● **任务说明**
把材料从开头开始、到含有“left=502, top=381, right=577, bottom=463”的那一行结束（首尾两行都算在内）转成 Markdown 表格，空行不计。表格分“序号”和“内容”两列，每行填上序号和该行文字。

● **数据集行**
___

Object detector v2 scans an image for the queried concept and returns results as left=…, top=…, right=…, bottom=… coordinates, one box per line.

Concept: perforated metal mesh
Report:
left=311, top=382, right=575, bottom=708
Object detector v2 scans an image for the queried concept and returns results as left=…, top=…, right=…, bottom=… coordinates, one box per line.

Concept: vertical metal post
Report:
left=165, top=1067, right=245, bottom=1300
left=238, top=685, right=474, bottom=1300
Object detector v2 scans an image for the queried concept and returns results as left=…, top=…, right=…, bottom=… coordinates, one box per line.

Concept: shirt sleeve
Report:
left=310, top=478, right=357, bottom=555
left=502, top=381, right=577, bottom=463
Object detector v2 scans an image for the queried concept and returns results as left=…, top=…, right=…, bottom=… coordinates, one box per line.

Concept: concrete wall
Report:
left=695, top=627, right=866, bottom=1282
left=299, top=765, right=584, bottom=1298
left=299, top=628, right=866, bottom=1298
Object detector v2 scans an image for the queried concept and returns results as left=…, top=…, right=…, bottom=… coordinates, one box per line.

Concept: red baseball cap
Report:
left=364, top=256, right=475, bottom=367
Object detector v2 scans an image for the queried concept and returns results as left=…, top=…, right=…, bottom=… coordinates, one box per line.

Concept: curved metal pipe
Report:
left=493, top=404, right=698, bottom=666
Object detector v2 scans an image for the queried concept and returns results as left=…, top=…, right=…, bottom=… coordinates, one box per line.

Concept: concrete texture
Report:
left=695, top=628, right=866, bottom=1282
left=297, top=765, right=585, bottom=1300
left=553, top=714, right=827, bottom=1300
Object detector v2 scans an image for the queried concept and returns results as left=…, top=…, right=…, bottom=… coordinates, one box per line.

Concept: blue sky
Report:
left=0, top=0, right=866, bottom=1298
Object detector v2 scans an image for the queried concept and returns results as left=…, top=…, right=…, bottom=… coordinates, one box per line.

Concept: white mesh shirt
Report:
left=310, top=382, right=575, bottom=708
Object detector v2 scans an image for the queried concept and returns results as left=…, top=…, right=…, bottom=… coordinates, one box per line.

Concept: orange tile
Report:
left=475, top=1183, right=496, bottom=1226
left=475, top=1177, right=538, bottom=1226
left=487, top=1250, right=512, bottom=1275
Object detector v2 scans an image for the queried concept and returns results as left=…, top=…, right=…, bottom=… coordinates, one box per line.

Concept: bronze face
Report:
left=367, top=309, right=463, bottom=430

___

● **输出结果**
| 序号 | 内容 |
|---|---|
| 1 | Object detector v2 scans an image for the queried concept and returns results as left=…, top=…, right=…, bottom=… coordinates, one box per line. |
| 2 | Concept: perforated metal mesh |
| 3 | Report: |
| 4 | left=311, top=382, right=575, bottom=708 |
| 5 | Object detector v2 scans an image for the queried concept and returns results as left=…, top=…, right=…, bottom=… coordinates, one box per line. |
| 6 | Concept: vertical metal post |
| 7 | Report: |
| 8 | left=165, top=1067, right=245, bottom=1300 |
| 9 | left=238, top=685, right=474, bottom=1300 |
| 10 | Object detector v2 scans an image for the queried concept and returns results as left=…, top=…, right=…, bottom=… coordinates, one box per line. |
| 11 | Concept: shirt sleeve |
| 12 | Report: |
| 13 | left=310, top=478, right=357, bottom=555 |
| 14 | left=502, top=381, right=577, bottom=463 |